■ **THE PROBLEM**:
Each line from the one that contains "of the railing" to the end of the material must be quoted exactly; include both end lines and nothing else.

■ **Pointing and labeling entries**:
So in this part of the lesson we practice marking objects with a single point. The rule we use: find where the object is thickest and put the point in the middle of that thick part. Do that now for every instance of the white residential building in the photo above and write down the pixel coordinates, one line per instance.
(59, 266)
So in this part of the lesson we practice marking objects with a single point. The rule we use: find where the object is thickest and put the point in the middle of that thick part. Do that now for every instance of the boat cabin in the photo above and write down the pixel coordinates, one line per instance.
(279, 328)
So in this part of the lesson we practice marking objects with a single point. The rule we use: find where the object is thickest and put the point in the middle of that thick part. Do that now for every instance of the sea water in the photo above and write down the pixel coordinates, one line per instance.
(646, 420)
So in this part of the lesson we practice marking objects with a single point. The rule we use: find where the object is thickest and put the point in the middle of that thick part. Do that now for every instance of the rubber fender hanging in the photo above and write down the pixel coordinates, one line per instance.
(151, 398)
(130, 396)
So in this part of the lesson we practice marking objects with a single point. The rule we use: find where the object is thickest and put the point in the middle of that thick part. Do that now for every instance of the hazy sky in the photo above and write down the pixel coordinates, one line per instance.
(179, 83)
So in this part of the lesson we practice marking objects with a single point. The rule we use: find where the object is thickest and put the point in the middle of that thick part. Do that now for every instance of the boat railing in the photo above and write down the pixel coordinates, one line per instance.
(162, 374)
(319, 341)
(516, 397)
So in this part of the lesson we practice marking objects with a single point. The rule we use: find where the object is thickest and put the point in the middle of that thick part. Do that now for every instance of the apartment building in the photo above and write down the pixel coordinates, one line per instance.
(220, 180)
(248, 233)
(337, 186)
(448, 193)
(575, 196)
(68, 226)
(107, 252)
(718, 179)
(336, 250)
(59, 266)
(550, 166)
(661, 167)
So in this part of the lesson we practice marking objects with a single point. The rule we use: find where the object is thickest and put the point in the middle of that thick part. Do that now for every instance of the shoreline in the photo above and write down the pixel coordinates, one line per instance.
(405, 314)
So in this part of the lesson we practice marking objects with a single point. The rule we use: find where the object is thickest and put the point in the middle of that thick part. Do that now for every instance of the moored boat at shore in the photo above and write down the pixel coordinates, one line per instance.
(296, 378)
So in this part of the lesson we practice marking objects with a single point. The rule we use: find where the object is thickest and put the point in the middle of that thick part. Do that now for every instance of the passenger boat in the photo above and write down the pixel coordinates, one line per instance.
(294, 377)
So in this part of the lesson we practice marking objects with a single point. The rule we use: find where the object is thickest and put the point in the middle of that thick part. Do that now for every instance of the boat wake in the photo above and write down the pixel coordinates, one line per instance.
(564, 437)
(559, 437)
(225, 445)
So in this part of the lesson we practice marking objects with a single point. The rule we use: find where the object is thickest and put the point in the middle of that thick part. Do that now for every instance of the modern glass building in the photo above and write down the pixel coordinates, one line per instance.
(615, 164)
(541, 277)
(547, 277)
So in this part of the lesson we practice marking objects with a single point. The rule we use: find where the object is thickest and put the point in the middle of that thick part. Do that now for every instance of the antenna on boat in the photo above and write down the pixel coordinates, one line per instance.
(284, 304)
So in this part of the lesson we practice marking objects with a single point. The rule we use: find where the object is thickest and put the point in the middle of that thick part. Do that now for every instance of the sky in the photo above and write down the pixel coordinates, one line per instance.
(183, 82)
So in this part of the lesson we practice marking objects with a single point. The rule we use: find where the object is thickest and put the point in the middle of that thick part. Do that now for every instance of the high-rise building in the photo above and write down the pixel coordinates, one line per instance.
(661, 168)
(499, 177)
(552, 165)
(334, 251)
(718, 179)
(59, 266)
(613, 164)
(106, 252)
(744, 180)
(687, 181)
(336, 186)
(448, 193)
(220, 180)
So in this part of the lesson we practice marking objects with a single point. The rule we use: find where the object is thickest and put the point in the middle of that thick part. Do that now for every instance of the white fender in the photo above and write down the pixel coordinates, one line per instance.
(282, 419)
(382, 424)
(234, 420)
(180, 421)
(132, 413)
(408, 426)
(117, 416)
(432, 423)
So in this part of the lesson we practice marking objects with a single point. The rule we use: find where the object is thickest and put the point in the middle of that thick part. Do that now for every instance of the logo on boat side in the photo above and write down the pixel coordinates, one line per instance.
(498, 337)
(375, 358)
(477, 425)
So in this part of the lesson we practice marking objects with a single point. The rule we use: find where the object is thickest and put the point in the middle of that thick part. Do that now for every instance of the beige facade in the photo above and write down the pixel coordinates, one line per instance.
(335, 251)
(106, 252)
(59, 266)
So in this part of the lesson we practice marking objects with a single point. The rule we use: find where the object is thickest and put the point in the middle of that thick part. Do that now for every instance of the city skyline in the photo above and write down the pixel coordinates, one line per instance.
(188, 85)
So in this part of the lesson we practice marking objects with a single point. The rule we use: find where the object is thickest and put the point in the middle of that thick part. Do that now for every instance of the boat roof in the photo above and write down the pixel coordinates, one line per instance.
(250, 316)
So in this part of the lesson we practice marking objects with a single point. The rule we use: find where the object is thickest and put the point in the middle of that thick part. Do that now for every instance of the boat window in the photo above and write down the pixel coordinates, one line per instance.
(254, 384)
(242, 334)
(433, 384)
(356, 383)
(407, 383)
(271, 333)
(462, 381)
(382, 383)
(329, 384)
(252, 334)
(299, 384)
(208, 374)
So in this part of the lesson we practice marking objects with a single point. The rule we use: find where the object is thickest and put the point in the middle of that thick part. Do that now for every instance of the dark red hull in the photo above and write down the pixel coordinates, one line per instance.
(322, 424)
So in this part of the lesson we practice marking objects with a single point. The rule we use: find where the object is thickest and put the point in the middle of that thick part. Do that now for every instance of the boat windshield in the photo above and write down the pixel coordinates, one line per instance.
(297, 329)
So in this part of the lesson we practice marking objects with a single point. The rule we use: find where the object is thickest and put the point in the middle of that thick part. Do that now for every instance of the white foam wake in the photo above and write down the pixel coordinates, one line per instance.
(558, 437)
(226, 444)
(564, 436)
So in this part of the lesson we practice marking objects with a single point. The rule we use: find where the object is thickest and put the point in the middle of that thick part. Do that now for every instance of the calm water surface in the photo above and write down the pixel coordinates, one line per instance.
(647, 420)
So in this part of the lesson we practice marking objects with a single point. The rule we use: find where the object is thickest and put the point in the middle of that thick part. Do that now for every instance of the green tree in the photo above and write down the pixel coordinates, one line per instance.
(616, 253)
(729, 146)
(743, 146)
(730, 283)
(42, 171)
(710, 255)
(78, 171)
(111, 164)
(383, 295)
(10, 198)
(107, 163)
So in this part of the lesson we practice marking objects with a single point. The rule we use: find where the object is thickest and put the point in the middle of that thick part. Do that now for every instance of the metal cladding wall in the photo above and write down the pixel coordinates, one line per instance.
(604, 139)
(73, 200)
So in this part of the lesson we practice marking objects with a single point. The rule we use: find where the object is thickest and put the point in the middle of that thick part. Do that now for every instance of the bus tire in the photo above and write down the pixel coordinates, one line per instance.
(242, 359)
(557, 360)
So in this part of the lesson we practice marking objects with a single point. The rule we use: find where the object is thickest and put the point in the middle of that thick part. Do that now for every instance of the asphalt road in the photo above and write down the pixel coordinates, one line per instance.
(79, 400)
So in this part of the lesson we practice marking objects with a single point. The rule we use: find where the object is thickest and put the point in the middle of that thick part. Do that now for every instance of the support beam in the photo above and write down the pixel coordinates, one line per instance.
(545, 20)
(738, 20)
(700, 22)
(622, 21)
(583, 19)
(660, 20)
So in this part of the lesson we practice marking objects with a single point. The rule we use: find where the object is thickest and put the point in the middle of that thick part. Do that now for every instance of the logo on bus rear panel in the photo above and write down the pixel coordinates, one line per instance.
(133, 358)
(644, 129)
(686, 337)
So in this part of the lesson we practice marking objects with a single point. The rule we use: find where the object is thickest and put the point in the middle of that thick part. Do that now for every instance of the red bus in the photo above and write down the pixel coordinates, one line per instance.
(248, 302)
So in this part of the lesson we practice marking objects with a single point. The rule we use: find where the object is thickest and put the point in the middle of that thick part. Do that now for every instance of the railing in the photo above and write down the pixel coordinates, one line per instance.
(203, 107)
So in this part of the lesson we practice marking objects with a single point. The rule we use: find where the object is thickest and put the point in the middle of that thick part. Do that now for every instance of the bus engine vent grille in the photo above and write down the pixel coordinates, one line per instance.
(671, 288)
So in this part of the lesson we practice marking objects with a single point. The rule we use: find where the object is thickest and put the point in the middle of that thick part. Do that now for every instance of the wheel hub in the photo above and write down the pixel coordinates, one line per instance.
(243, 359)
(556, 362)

■ **REPLY TO THE EXERCISE**:
So in this part of the lesson we practice marking objects with a single point. The rule we use: find where the object is thickest and put the point in the middle of that thick part. Do that now for every instance of the railing in the photo above and write down the pixel coordinates, one line per instance.
(203, 107)
So in this part of the lesson we practice marking objects with a single point. The rule we use: find where the object is thickest and put the point in the middle of that thick part. Do that now for every instance of the bus engine vent grille in the photo above and write down the pixel coordinates, one line per instance.
(671, 288)
So in this part of the lesson we practice marking objects with a single point. The rule we use: find where the object is thickest and put the point in the middle of that thick part. Do that now for every instance of the wheel hub in the photo above and write down the pixel coordinates, one line per instance.
(243, 359)
(556, 362)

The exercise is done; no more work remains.